Dhiraj Sharma is a Market Research Analyst at Knowledge Sourcing Intelligence.


Coronavirus Update, 29th April 2020

The spread of novel coronavirus (COVID-19) across the globe continues to gain momentum despite combined and focused efforts by governments and political organizations. Although some countries have started witnessing a drop in the daily number of new cases, flattening the curve of this pandemic still remains a global challenge. According to a data from the World Health Organization (WHO), the total number of confirmed COVID-19 cases (as on 2:00 am CEST, May 1, 2020) stood at 3,145,407, with around 221,823 deaths reported. Europe and Americas account for the largest share of the burden as the number of cases in these regions crosses 1,434,649 and 1,291,917 respectively. Where on one hand, countries like Iran, Spain, New Zealand, and Australia are moving towards easing of lockdown restrictions, as part of their plan to restore economic growth after achieving remarkable success in flattening and pulling down the curve, other countries on the other hand are still struggling to fight the pandemic and minimize losses associated with it.According to the CDC (Centers for Disease Control and Prevention), the aftermath of COVID-19 outbreak is expected to last in the U.S. for a fairly long time as many people in the country will remain vulnerable and may get exposed to this virus either this year or over the next year.

The impact of this pandemic is not confined just to the people, who continue to face hardships due to a blow on their source(s) of earning, since industrial growth across the globe is witnessing a slump which might take them a couple of years to recoup from. Although countrywide lockdowns and self-isolation rules by the governments have disrupted the industrial activity across all countries, the global travel and tourism industry has totally decimated by this pandemic outbreak. Hotels, restaurants, and airline companies have witnessed a drastic decline in their revenues, leading to a huge number of layoffs. According to the International Air Transport Association (IATA), an estimated 1.1 million flight cancellations are predicted by June 30, 2020 with the total loss in passenger revenue expected to total to $252 billion for this year.

■ Recorded data
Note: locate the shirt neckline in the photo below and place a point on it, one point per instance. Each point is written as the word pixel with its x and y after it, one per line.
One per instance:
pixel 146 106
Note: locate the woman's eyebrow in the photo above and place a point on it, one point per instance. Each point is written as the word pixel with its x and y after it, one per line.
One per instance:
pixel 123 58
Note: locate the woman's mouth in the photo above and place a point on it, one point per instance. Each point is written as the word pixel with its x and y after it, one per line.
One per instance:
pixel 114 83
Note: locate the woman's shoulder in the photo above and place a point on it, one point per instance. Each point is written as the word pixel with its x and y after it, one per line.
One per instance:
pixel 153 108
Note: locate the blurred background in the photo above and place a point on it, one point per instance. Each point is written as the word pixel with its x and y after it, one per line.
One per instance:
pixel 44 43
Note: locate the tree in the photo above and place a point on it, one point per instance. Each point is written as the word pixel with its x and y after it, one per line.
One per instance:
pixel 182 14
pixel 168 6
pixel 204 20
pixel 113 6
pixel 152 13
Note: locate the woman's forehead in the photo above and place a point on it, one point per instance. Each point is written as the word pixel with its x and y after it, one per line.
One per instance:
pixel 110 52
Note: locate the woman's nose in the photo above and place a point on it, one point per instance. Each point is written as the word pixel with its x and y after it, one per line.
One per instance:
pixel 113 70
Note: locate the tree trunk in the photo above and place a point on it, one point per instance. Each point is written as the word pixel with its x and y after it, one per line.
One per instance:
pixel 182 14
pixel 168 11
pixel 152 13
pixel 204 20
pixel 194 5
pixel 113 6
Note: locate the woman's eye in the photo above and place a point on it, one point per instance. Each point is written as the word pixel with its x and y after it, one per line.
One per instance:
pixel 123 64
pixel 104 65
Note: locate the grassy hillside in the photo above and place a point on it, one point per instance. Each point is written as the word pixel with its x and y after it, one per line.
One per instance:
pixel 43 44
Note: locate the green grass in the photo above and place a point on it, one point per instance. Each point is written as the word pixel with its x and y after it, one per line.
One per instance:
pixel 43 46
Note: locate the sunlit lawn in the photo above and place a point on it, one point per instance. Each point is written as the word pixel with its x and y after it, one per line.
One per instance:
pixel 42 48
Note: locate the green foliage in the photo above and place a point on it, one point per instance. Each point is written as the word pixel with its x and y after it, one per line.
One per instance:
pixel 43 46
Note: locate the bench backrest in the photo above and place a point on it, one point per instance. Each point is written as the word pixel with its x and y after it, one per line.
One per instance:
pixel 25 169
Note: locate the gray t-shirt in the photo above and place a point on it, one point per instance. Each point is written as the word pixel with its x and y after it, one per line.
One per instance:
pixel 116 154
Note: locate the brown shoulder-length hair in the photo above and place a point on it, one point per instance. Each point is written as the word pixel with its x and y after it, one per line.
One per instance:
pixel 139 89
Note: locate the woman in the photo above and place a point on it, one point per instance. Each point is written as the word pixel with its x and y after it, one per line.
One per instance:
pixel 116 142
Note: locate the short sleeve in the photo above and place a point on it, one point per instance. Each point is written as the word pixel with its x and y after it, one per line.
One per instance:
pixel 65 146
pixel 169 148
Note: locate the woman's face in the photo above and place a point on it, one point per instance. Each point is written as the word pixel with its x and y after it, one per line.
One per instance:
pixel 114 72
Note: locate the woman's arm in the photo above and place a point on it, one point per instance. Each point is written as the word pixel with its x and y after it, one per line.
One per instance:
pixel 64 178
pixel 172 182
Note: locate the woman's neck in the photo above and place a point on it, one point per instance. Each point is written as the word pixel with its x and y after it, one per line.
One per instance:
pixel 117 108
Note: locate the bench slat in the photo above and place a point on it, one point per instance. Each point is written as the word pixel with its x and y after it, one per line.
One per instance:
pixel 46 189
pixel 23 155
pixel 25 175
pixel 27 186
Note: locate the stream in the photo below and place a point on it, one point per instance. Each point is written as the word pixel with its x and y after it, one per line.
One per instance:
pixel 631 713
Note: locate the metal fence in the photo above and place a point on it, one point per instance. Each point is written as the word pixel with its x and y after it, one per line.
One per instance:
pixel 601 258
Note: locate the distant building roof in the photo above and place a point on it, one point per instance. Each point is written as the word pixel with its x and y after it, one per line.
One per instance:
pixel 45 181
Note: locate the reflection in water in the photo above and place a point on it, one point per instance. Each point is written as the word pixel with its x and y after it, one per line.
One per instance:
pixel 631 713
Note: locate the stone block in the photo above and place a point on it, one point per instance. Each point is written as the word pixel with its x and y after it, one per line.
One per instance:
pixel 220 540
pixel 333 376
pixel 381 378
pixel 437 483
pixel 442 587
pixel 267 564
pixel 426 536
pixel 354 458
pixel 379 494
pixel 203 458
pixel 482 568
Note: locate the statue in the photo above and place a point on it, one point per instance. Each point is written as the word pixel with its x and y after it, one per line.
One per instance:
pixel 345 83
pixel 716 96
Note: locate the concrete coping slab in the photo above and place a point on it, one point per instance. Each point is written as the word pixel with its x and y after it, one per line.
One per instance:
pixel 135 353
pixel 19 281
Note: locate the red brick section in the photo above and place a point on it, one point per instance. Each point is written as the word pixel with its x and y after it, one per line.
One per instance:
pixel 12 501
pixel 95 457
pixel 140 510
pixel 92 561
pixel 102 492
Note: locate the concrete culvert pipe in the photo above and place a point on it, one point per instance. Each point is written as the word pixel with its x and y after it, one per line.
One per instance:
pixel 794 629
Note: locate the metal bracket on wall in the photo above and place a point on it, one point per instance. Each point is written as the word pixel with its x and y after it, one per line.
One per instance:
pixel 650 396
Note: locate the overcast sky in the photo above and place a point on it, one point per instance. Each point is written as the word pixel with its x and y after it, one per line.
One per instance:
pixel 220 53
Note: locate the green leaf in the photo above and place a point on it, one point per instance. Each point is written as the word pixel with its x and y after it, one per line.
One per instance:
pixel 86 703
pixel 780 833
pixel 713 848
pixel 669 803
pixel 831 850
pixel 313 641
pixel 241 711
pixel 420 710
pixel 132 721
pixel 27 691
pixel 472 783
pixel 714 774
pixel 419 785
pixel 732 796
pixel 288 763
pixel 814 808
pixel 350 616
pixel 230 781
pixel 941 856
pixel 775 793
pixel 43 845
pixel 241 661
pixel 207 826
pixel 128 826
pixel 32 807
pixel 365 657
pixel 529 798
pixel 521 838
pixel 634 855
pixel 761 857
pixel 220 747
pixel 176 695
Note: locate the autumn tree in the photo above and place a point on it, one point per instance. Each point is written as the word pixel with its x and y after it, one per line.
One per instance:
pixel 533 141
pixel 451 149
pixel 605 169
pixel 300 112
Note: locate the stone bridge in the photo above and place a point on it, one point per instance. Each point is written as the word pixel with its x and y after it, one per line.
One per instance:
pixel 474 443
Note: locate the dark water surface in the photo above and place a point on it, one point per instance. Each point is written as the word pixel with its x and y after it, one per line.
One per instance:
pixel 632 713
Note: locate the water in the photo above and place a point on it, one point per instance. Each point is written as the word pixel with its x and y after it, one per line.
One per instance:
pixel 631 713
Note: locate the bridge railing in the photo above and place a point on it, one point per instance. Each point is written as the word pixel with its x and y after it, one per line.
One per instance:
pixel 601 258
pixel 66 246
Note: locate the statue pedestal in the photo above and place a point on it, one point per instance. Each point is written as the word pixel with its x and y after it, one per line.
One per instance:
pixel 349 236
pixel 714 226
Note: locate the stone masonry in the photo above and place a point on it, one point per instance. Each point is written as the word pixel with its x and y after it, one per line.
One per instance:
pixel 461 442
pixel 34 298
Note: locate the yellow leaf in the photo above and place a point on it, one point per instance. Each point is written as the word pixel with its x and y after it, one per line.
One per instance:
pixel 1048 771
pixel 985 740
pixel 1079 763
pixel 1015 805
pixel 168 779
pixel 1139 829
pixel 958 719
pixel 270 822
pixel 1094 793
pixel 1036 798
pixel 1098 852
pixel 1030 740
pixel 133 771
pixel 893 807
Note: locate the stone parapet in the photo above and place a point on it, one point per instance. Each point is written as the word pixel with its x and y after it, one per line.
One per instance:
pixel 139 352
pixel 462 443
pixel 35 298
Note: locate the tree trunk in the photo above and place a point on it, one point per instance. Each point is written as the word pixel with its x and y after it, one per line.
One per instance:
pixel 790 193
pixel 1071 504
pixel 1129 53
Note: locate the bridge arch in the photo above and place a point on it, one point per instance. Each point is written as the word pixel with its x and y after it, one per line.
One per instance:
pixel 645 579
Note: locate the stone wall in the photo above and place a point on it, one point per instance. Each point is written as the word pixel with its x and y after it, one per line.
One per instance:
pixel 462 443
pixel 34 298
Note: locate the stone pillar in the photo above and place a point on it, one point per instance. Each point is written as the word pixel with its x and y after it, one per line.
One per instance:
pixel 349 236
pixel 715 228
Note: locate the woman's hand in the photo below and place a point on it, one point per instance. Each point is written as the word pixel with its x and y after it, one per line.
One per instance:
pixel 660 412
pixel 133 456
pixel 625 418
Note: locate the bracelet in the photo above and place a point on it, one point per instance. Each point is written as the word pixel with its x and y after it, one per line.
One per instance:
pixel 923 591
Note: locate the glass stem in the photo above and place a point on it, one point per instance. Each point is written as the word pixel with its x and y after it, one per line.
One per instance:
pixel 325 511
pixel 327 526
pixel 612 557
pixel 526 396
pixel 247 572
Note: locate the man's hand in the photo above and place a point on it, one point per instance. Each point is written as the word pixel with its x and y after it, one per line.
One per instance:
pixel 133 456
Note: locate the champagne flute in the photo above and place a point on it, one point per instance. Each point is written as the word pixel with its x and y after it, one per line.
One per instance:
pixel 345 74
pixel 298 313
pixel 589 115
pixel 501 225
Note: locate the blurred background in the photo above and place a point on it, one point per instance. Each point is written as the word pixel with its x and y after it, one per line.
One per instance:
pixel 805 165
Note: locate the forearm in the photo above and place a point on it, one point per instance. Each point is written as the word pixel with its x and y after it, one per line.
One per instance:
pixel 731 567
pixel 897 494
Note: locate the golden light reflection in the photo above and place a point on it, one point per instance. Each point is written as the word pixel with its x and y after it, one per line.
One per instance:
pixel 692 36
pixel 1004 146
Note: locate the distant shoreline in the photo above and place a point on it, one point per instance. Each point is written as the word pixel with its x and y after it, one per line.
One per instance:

■ Requirement
In the coronavirus update, how many flight cancellations does the International Air Transport Association predict by June 30, 2020?

■ Reply
An estimated 1.1 million.